** Work required **
Lines before the one containing "Spot black backpack." are not wanted; restate the rest below word for word, through the last line, but drop any pictures.

[Saved entries]
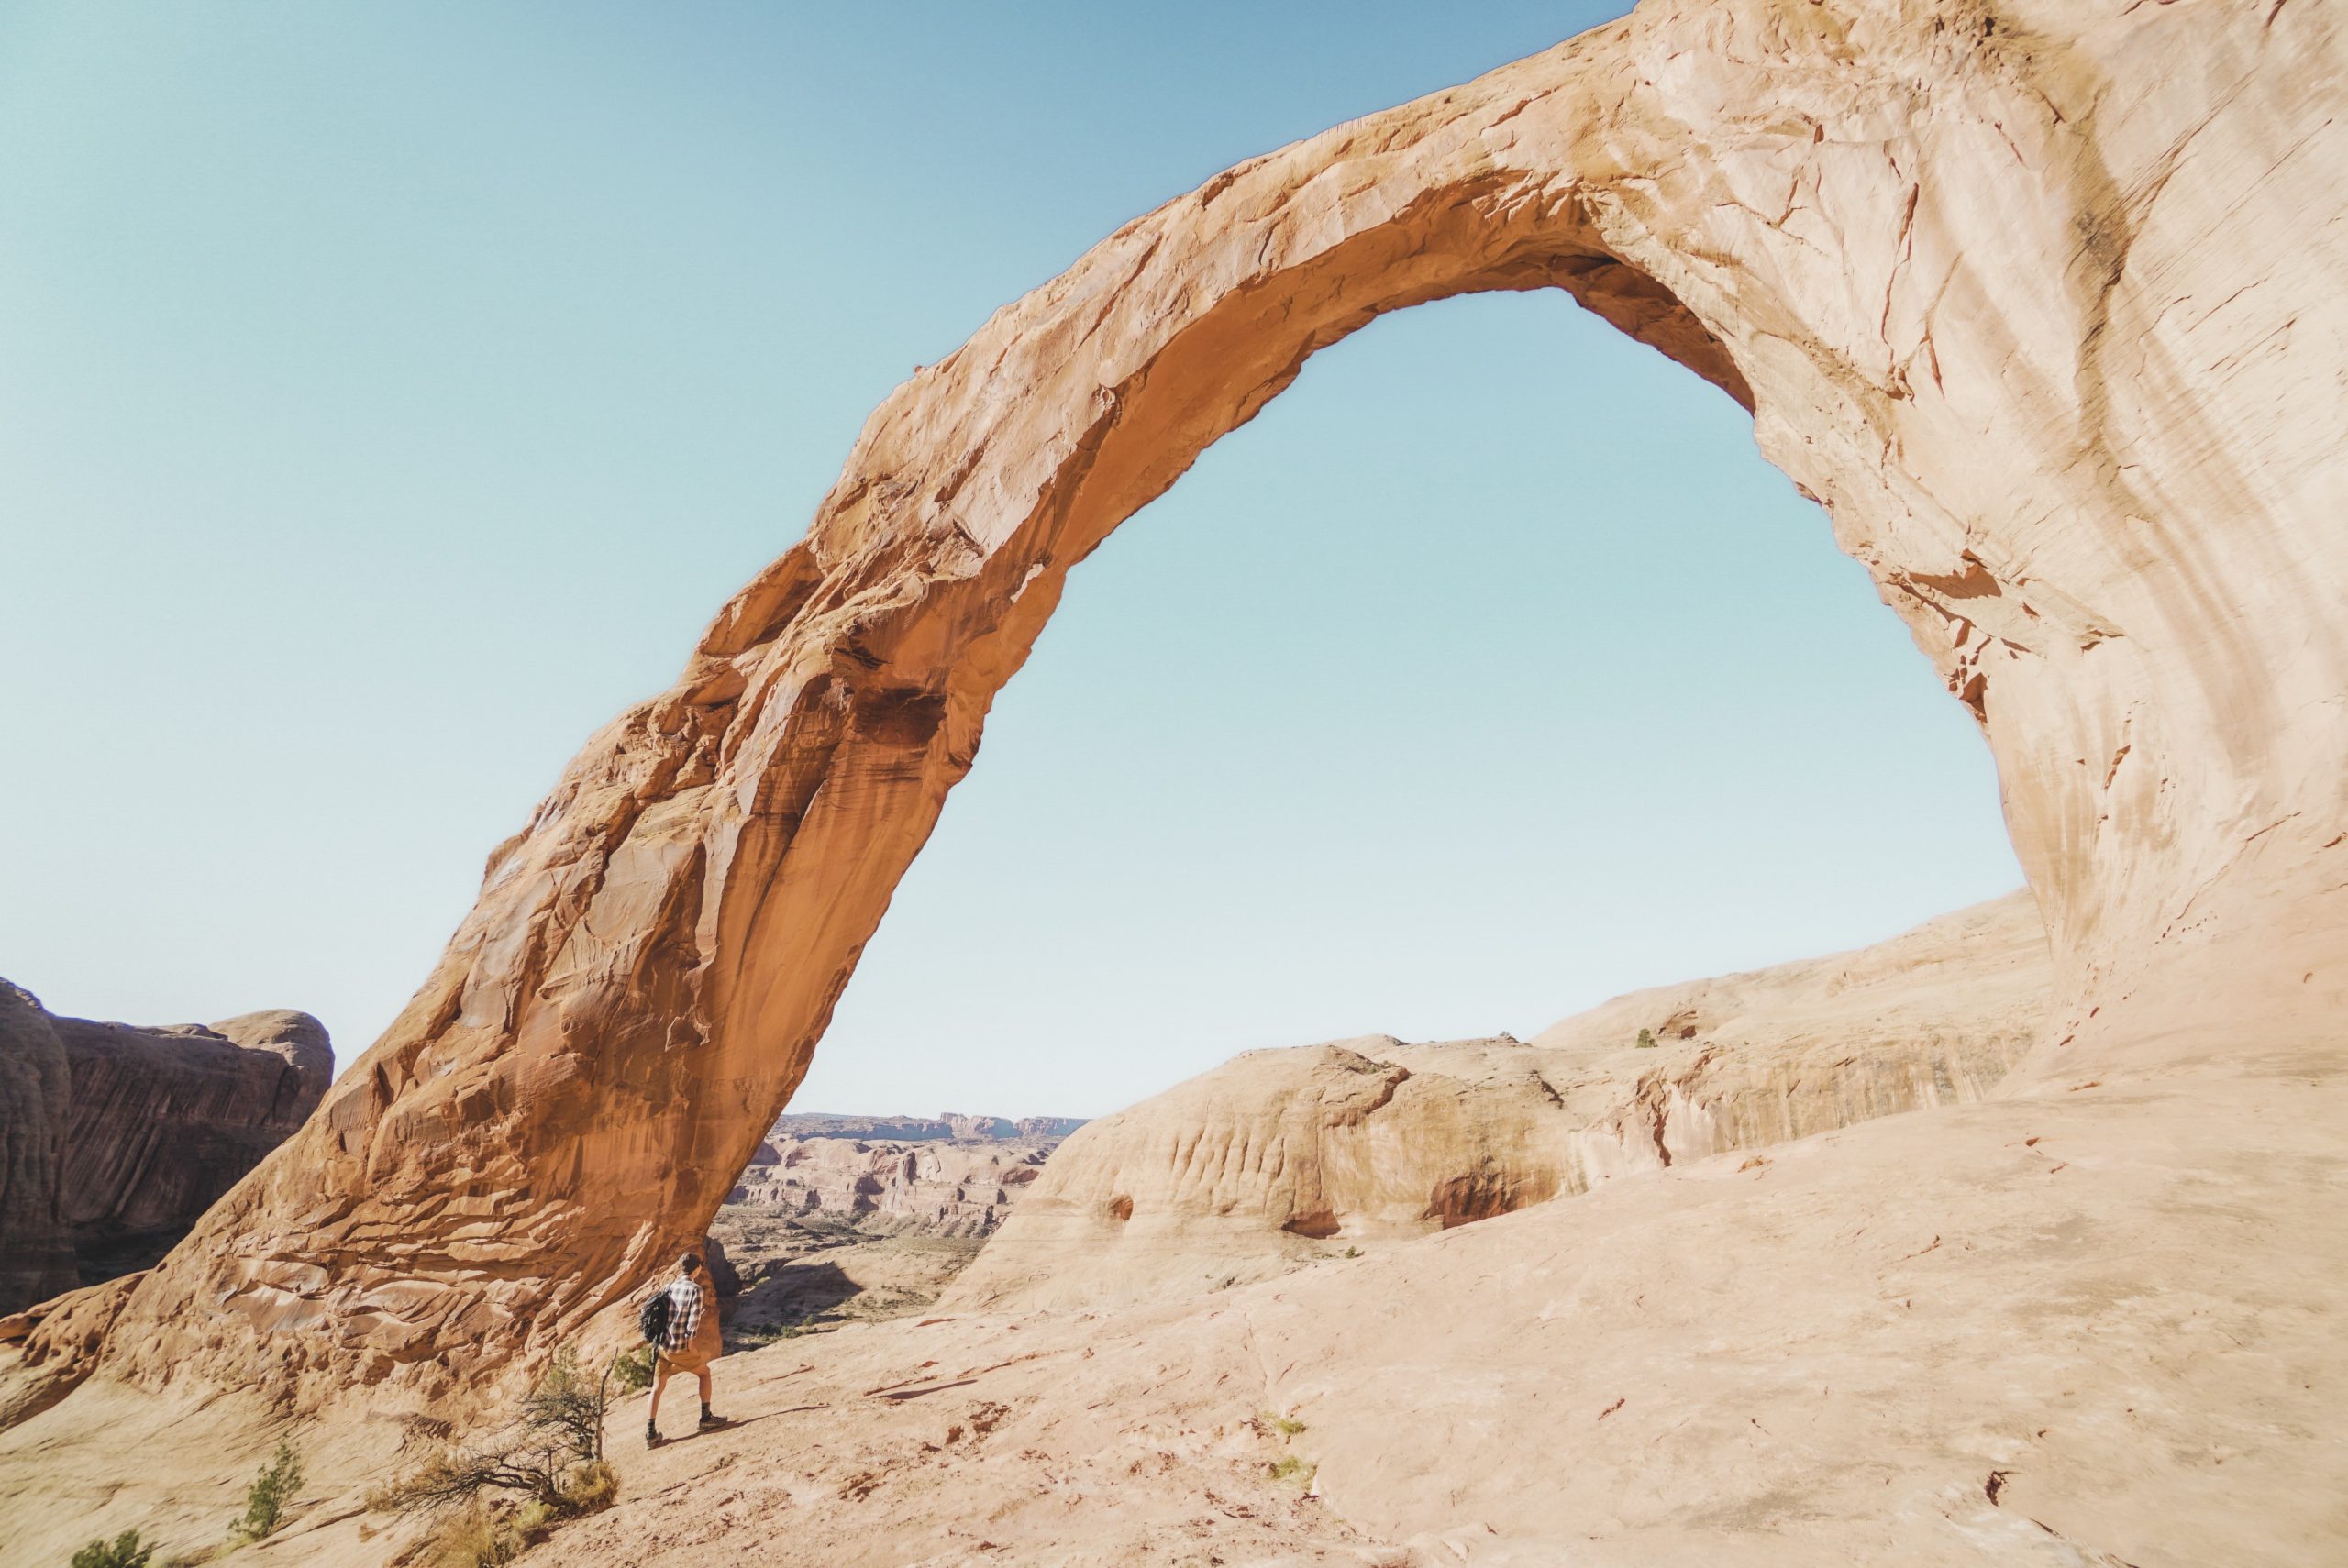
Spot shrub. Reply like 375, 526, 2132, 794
726, 1319, 815, 1348
1269, 1453, 1316, 1486
71, 1531, 152, 1568
371, 1347, 622, 1563
421, 1502, 512, 1568
606, 1343, 654, 1394
227, 1438, 303, 1544
1259, 1411, 1306, 1438
1635, 1028, 1657, 1049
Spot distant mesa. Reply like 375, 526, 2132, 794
767, 1112, 1088, 1143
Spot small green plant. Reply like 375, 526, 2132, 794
228, 1438, 303, 1544
1260, 1410, 1306, 1438
1268, 1453, 1316, 1486
1635, 1027, 1657, 1049
71, 1531, 153, 1568
606, 1342, 655, 1394
1341, 1245, 1362, 1259
727, 1317, 817, 1348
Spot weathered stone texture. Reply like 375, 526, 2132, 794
732, 1134, 1053, 1237
947, 892, 2046, 1309
20, 0, 2345, 1424
0, 984, 329, 1313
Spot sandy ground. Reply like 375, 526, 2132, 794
8, 1026, 2337, 1568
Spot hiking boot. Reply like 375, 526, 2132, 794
699, 1409, 731, 1431
645, 1420, 664, 1448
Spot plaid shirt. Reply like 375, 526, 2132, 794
660, 1275, 703, 1353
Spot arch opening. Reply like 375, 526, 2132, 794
794, 285, 2020, 1121
19, 3, 2341, 1429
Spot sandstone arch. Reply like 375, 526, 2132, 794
21, 0, 2344, 1418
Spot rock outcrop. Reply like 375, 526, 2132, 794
15, 0, 2346, 1437
0, 983, 330, 1313
947, 891, 2046, 1309
0, 988, 75, 1315
731, 1135, 1056, 1238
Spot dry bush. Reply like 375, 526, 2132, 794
371, 1349, 622, 1564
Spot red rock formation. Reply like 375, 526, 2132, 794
731, 1135, 1052, 1237
0, 987, 75, 1314
24, 0, 2345, 1422
0, 984, 329, 1313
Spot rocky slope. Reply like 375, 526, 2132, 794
9, 991, 2333, 1568
947, 891, 2045, 1310
0, 983, 330, 1313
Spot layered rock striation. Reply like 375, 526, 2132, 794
17, 0, 2346, 1424
0, 984, 330, 1313
731, 1134, 1055, 1237
947, 891, 2047, 1309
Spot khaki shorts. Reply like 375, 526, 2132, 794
657, 1343, 714, 1375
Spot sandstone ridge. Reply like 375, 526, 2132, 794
947, 890, 2047, 1310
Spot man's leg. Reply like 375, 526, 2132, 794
647, 1361, 671, 1443
696, 1364, 717, 1426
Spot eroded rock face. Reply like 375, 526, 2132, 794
38, 0, 2348, 1417
0, 987, 76, 1315
0, 984, 330, 1313
731, 1136, 1054, 1238
53, 1009, 331, 1285
947, 891, 2047, 1309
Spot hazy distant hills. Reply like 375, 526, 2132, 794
768, 1111, 1088, 1143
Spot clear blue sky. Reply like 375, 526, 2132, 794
0, 3, 2021, 1119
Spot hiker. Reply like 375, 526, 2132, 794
646, 1251, 725, 1445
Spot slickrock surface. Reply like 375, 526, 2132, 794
10, 1042, 2332, 1568
0, 983, 329, 1313
3, 0, 2345, 1561
946, 891, 2045, 1311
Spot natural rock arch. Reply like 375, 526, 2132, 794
21, 0, 2343, 1418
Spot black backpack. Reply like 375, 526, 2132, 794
637, 1287, 670, 1346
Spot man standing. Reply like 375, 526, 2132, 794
647, 1251, 725, 1446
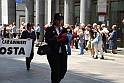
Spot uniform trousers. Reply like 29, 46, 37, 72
47, 53, 68, 83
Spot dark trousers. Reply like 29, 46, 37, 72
74, 39, 79, 49
26, 48, 34, 69
26, 57, 30, 69
103, 40, 107, 52
13, 33, 16, 38
47, 54, 67, 83
84, 40, 88, 48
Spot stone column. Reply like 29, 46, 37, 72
86, 0, 92, 24
1, 0, 16, 25
36, 0, 45, 41
25, 0, 34, 23
48, 0, 52, 24
80, 0, 86, 24
45, 0, 48, 24
69, 0, 75, 25
8, 0, 16, 24
64, 0, 75, 25
55, 0, 59, 13
64, 0, 69, 25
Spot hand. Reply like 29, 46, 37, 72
2, 37, 4, 40
27, 38, 30, 40
108, 37, 110, 41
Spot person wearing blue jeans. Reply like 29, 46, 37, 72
79, 43, 84, 54
78, 24, 85, 55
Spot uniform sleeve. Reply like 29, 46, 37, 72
45, 27, 57, 44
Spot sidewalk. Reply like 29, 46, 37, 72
72, 47, 124, 59
38, 41, 124, 59
105, 47, 124, 58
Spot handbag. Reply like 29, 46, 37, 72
92, 36, 99, 44
37, 44, 51, 55
37, 36, 51, 55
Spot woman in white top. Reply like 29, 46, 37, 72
93, 25, 104, 59
84, 26, 90, 49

** Solved exercise **
Spot black backpack. Reply like 375, 526, 2132, 794
637, 1287, 670, 1346
Spot man standing. Reply like 375, 526, 2132, 794
647, 1251, 725, 1446
Spot uniform trousers. Reply like 29, 46, 37, 72
47, 53, 68, 83
Spot dark trousers. Reply like 29, 46, 37, 72
74, 39, 79, 49
26, 48, 34, 69
26, 57, 30, 69
103, 40, 107, 52
13, 33, 16, 38
47, 54, 67, 83
84, 40, 88, 48
Spot stone column. Reply like 29, 46, 37, 72
86, 0, 92, 24
1, 0, 16, 25
36, 0, 45, 41
25, 0, 34, 23
48, 0, 52, 24
80, 0, 86, 24
45, 0, 48, 24
69, 0, 75, 25
8, 0, 16, 24
64, 0, 75, 25
55, 0, 59, 13
64, 0, 69, 25
Spot hand. Reply like 29, 46, 37, 72
2, 37, 4, 40
27, 38, 30, 40
108, 37, 110, 41
Spot person wearing blue jeans. Reply like 29, 46, 37, 72
79, 43, 84, 54
78, 24, 85, 55
Spot uniform sleeve. Reply like 29, 46, 37, 72
45, 27, 57, 44
Spot sidewalk. Reply like 29, 46, 37, 72
72, 47, 124, 59
38, 41, 124, 59
105, 47, 124, 58
Spot handbag. Reply like 29, 46, 37, 72
92, 36, 99, 44
37, 44, 51, 55
37, 36, 51, 55
Spot woman in white top. Reply like 29, 46, 37, 72
93, 25, 104, 59
84, 26, 90, 49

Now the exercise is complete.